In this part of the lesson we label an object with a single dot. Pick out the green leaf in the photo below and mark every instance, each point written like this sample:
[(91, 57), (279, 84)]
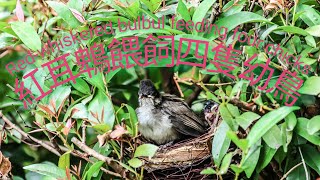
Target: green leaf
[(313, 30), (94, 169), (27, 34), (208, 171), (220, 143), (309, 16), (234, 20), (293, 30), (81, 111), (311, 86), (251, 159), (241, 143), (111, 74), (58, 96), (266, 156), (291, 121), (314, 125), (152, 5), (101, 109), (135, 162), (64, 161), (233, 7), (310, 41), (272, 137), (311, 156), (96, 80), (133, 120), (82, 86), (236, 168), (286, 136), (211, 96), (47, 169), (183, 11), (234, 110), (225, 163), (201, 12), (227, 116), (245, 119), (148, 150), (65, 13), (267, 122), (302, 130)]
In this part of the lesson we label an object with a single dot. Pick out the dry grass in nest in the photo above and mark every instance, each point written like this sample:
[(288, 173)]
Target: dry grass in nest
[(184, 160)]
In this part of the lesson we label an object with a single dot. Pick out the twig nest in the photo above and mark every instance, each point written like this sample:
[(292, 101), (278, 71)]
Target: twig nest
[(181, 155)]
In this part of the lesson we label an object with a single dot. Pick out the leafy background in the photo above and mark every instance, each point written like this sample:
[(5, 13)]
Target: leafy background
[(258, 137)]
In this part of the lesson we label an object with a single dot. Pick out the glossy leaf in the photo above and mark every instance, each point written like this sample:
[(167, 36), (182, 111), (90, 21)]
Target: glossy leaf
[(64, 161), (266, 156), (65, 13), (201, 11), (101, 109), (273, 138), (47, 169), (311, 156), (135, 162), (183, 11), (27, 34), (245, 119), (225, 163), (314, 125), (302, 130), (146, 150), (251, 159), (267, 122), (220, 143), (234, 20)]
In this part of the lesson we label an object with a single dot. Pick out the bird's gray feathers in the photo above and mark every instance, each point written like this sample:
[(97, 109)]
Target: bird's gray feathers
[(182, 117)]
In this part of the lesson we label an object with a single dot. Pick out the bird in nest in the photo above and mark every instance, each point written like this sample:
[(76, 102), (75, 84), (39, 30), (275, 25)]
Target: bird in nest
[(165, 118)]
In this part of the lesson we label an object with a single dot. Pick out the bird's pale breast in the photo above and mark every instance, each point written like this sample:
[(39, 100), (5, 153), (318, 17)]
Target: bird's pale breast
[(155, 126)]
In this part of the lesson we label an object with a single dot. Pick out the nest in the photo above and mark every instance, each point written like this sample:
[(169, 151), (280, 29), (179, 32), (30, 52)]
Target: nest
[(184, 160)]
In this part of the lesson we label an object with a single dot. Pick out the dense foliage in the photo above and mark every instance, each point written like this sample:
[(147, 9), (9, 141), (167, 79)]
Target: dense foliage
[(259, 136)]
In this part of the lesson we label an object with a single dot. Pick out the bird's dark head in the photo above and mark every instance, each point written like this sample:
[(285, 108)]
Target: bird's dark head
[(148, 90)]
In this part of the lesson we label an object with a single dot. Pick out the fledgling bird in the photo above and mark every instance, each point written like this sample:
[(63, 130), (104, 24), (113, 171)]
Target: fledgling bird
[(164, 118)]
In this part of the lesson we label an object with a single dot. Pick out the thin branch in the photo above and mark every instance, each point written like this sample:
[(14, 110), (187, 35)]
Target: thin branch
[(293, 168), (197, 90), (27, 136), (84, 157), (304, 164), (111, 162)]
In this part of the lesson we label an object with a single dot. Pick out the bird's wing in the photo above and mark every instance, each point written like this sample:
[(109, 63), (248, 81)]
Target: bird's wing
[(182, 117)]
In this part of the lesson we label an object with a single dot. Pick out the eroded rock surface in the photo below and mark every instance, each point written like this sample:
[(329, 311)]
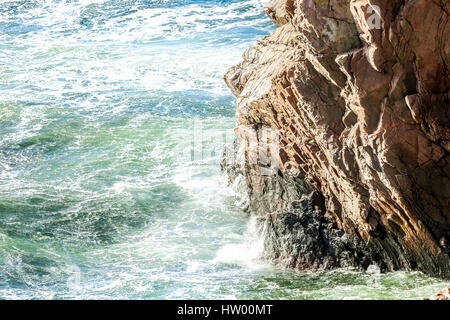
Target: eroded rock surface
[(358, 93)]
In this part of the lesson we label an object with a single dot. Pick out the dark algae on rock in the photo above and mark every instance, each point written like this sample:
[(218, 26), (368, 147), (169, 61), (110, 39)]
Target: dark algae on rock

◆ **Given request**
Rewrite the listing above as a JSON list of strings, one string per line, leaving out blank lines and the pictures.

◆ **Output for this task**
[
  "In this part of the lesson we label an object with a single dot. Pick out the green leaf in the photo below and mark every instance, each point written like this sample:",
  "[(91, 57), (279, 84)]",
  "Target: green leaf",
  "[(313, 30), (94, 169), (27, 34), (208, 171), (220, 143), (309, 16), (234, 20), (293, 30), (81, 111), (311, 86), (251, 159), (241, 143), (111, 74), (58, 96), (266, 156), (291, 121), (314, 125), (152, 5), (101, 109), (135, 162), (64, 161), (233, 7), (310, 41), (272, 137), (311, 156), (96, 80), (133, 120), (82, 86), (236, 168), (286, 136), (211, 96), (47, 169), (183, 11), (234, 110), (225, 163), (201, 12), (227, 116), (245, 119), (148, 150), (65, 13), (267, 122), (302, 130)]",
  "In this part of the lesson we label an object with a single dot. Pick out the dry grass in nest in the photo above and mark every instance, each point written like this sample:",
  "[(288, 173)]",
  "Target: dry grass in nest",
  "[(184, 160)]",
  "In this part of the lesson we label an object with a single dot. Pick out the twig nest in the photo above and mark every instance, each point written like this sample:",
  "[(292, 101), (278, 71)]",
  "Target: twig nest",
  "[(181, 155)]",
  "In this part of the lesson we label an object with a single dot. Pick out the leafy background in the photo above and mark every instance, each point written like this sample:",
  "[(5, 13)]",
  "Target: leafy background",
  "[(258, 137)]",
  "In this part of the lesson we label an object with a single dot. Pick out the glossy leaf in the photo above and mark every instance, each point written like this sample:",
  "[(167, 36), (182, 111), (90, 21)]",
  "Target: glossy leaf",
  "[(64, 161), (266, 156), (65, 13), (201, 11), (101, 109), (273, 138), (47, 169), (311, 156), (135, 162), (183, 11), (27, 34), (245, 119), (225, 163), (314, 125), (302, 130), (146, 150), (251, 159), (267, 122), (220, 143), (234, 20)]",
  "In this part of the lesson we label an object with a single dot. Pick out the bird's gray feathers in the photo above and mark every instance, each point written like this sample:",
  "[(97, 109)]",
  "Target: bird's gray feathers",
  "[(182, 117)]",
  "In this part of the lesson we label an object with a single dot. Pick out the bird in nest in the photo above and mark every instance, each point written like this sample:",
  "[(76, 102), (75, 84), (39, 30), (275, 25)]",
  "Target: bird in nest",
  "[(165, 118)]",
  "In this part of the lesson we label an object with a single dot. Pick out the bird's pale breast in the photo above and mark every instance, each point written like this sample:",
  "[(39, 100), (5, 153), (318, 17)]",
  "Target: bird's pale breast",
  "[(155, 126)]",
  "In this part of the lesson we label an object with a single dot. Pick out the nest in the photo above and mark every instance, each point written like this sample:",
  "[(169, 151), (280, 29), (179, 32), (30, 52)]",
  "Target: nest",
  "[(184, 160)]",
  "In this part of the lesson we label an object with a single dot. Pick out the dense foliage in the photo above and mark every instance, each point written like this sample:",
  "[(147, 9), (9, 141), (167, 79)]",
  "Target: dense foliage",
  "[(259, 136)]",
  "In this part of the lesson we label an object with a single dot. Pick out the bird's dark head in the photo above and mark every instance, each point written like this sample:",
  "[(285, 108)]",
  "Target: bird's dark head",
  "[(148, 90)]",
  "In this part of the lesson we label an object with a single dot. Pick out the fledgling bird in the photo above and mark every instance, each point written like this sample:",
  "[(63, 130), (104, 24), (113, 171)]",
  "Target: fledgling bird",
  "[(164, 118)]",
  "In this part of the lesson we label an object with a single dot. Pick out the thin branch in the photo above and mark every instance, each point written like this sample:",
  "[(14, 110), (187, 35)]",
  "Target: thin branch",
  "[(293, 168), (197, 90), (27, 136), (84, 157), (304, 164), (111, 162)]",
  "In this part of the lesson we label an object with a single dot. Pick out the bird's wing in the photo above and mark every instance, each point written like this sample:",
  "[(109, 63), (248, 81)]",
  "Target: bird's wing",
  "[(182, 117)]",
  "In this part of the lesson we label an object with a single dot. Pick out the eroded rock surface in the photo below and mark every instance, each point written like this sample:",
  "[(329, 311)]",
  "Target: eroded rock surface",
  "[(358, 93)]",
  "In this part of the lesson we label an object with a single dot. Pick out the dark algae on rock in the photo above and mark every instance, each point written like this sample:",
  "[(218, 26), (368, 147), (169, 61), (110, 39)]",
  "Target: dark algae on rock"
]